- **CONSIGNES DE L'EXERCICE**
**1)** Répondez à ces questions d'après le texte sur la stratégie de Lisbonne :
(a) Combien de priorités la Commission a-t-elle proposées ?
(b) Il y a combien de temps les objectifs avaient-ils été définis ?
(c) Quelle présidence est associée à une « excellente coopération » ?
**2)** Poursuivez le texte sur la stratégie de Lisbonne à partir de sa dernière phrase.

- **EXTRAIT DU TEXTE**
La Commission estime que la réussite de la revitalisation de la stratégie de Lisbonne est une priorité et, à cette fin, nous avons proposé dix priorités et nous avons envisagé comment améliorer la capacité de chaque État membre à mettre en œuvre la stratégie de Lisbonne en fonction de sa situation particulière, de telle sorte que nous puissions atteindre les objectifs qui font l’unanimité au sein de tous ces États et dans toute l’Union européenne. Ces objectifs n’ont pas été réduits dans la communication de la Commission et ont été confirmés tels qu’ils avaient été définis il y a cinq ans.
En ce qui concerne le pacte de stabilité, Monsieur le Président, je voudrais apporter quelques clarifications. Je crois que nous devrions tâcher de comprendre ce qui est en train de se produire ces jours-ci, au moment où le Conseil, avec le soutien de la Commission grâce à l’excellente coopération avec la présidence luxembourgeoise, tente de parvenir à un accord afin d’améliorer la façon dont nous appliquons les mécanismes de discipline budgétaire dans la pratique et afin de garantir que les objectifs poursuivis par le Traité, qui définit la stabilité budgétaire comme l’une des conditions de l’Union économique et monétaire, deviennent une réalité plus positive et tangible que ce n’est le cas pour l’instant.

- **EXTRAIT DE DONNÉES**
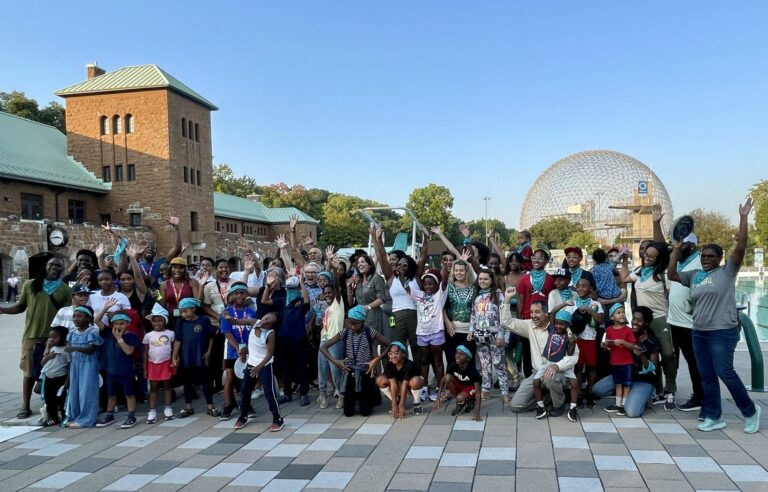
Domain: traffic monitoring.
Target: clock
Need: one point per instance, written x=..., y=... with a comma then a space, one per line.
x=58, y=237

- **RÉPONSES PAR TÂCHE**
**1)**
(a) Dix priorités.
(b) Il y a cinq ans.
(c) La présidence luxembourgeoise.

**2)**
Que faisons-nous? Premièrement, nous réitérons notre engagement ferme et clair envers les valeurs de référence inscrites dans le Traité. Les 3% sont inscrits dans le Traité et la Commission s’assurera que cette valeur de référence est respectée. Je voudrais préciser une fois encore, et je continuerai à le faire chaque fois que ce sera nécessaire, que ni la proposition de la Commission ni la position qui fait actuellement l’unanimité des ministres de l’Écofin ne proposent d’exclure du calcul du déficit quelconque catégorie de dépenses. Ce à quoi nous réfléchissons, conformément à l’article 104 du Traité, c’est aux facteurs importants qui devraient entrer en ligne de compte lorsque l’on analyse le pourquoi du déficit excessif et à ce qu’il conviendrait de faire pour restaurer l’équilibre et la durabilité des finances publiques, et ramener le niveau de déficit sous la valeur de référence.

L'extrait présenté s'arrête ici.